- _Instrução da tarefa A_: Segundo o trecho, em que lugar os animais foram abençoados?
- _Instrução da tarefa B_: Por favor, repita o trecho desde "Semana passada, animais" até "sobre sua carapaça.", inclusive.

══ Trecho do documento

Semana passada, animais de toda sorte, desde o cavalo à tartaruga, passando pelo esquilo, foram abençoados por um frade, em praça pública de Ipanema. Não sei o que eles acharam da bênção. O ponto de vista dos animais não é necessariamente o nosso, por muito que eles façam para entender-nos. E em matéria de práticas religiosas, os próprios seres humanos divergem infinitamente de opinião. Mas a bênção foi dada com a melhor das intenções, e a tartaruga não terá motivo para reclamar contra essa efusão espiritual de amor sobre sua carapaça.

════
══ Linhas fornecidas

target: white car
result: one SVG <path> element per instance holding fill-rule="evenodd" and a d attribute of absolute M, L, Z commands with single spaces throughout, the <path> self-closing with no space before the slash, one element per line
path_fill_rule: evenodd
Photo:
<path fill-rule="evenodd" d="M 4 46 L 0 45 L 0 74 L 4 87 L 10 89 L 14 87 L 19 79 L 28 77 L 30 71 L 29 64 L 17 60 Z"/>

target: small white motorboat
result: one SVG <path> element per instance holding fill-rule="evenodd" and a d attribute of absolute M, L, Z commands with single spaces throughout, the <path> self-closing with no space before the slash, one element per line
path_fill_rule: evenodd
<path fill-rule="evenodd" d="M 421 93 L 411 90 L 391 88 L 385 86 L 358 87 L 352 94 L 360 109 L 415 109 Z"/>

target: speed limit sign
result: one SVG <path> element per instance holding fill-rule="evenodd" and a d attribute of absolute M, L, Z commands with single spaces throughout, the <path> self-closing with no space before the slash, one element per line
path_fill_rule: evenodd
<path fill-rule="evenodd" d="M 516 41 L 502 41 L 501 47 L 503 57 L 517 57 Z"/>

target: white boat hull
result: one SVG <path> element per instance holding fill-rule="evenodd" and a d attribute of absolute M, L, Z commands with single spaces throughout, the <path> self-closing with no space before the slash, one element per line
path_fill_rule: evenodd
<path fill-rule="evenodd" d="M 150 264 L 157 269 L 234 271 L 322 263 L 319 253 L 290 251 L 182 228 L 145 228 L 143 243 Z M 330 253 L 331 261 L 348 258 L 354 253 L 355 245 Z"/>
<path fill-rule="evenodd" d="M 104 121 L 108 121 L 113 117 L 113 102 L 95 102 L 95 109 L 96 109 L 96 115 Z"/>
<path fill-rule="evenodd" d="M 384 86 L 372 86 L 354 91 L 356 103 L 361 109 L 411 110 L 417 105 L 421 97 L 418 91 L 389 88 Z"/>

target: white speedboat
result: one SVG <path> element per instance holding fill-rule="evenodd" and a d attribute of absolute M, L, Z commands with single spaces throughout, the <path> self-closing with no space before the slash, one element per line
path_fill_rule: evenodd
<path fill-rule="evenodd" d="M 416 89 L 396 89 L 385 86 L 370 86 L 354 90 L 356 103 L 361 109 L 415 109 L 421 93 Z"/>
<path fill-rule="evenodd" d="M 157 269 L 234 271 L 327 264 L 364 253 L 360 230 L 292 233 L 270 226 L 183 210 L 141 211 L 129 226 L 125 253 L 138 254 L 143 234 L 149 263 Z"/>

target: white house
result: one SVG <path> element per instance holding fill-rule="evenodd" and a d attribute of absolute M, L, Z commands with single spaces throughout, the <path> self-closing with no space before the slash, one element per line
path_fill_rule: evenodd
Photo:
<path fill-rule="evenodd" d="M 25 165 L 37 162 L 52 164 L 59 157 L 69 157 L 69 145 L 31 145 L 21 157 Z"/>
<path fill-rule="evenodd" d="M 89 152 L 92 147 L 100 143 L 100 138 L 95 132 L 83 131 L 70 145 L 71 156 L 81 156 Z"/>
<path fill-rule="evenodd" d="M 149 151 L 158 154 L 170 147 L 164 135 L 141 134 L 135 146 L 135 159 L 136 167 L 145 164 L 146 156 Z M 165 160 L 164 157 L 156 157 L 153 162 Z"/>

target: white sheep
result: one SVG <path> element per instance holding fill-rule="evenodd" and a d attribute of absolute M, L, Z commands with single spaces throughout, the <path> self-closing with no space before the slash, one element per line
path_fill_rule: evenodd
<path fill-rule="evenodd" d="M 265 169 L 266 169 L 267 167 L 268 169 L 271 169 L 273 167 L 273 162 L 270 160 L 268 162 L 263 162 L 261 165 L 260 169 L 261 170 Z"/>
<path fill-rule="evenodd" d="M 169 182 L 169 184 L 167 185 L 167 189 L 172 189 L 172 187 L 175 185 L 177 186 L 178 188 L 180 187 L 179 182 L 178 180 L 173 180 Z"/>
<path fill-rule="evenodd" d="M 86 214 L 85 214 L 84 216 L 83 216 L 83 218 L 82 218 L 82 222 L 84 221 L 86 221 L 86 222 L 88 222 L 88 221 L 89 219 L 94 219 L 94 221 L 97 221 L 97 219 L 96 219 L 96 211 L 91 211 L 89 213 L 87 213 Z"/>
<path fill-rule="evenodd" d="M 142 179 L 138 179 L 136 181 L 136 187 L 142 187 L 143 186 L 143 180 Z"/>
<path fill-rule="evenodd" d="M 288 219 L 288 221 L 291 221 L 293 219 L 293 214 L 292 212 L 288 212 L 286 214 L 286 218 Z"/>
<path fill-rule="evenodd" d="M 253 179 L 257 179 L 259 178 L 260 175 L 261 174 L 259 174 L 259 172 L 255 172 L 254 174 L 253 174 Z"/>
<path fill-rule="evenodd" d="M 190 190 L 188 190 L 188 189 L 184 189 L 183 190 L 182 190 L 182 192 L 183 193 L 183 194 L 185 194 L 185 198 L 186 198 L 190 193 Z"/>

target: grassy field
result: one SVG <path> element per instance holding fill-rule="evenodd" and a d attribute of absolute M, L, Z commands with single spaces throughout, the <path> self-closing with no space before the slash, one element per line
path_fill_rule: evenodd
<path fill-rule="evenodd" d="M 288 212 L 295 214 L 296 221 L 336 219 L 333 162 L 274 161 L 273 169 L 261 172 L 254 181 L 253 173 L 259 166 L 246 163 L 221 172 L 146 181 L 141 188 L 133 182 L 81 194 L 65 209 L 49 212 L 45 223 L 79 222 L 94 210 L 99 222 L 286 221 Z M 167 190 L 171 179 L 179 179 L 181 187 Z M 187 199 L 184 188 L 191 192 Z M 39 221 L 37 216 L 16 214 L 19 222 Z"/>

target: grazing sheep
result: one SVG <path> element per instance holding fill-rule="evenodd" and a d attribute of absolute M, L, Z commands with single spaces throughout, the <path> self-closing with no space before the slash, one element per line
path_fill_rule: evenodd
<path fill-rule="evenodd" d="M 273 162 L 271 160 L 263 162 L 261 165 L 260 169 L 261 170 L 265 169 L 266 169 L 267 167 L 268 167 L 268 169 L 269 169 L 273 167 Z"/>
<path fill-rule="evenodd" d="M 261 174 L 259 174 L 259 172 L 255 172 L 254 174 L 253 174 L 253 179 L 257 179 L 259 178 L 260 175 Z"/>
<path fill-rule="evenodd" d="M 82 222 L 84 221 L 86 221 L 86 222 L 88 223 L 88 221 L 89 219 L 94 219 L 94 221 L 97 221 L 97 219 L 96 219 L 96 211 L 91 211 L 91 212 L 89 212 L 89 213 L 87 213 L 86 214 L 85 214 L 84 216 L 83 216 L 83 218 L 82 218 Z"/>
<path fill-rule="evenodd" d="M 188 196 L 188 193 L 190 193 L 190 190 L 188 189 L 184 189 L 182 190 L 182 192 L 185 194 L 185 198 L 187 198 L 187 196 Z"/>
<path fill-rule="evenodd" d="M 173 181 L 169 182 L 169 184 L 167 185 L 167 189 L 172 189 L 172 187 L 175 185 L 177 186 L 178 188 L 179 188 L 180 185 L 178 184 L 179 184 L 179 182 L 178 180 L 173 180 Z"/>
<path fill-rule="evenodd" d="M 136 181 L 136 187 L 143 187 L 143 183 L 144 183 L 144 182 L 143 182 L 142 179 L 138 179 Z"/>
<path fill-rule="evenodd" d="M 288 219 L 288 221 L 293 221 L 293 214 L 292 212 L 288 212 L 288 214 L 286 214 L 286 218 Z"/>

════

- _Resposta esperada A_: Em praça pública de Ipanema.

- _Resposta esperada B_:
Semana passada, animais de toda sorte, desde o cavalo à tartaruga, passando pelo esquilo, foram abençoados por um frade, em praça pública de Ipanema. Não sei o que eles acharam da bênção. O ponto de vista dos animais não é necessariamente o nosso, por muito que eles façam para entender-nos. E em matéria de práticas religiosas, os próprios seres humanos divergem infinitamente de opinião. Mas a bênção foi dada com a melhor das intenções, e a tartaruga não terá motivo para reclamar contra essa efusão espiritual de amor sobre sua carapaça.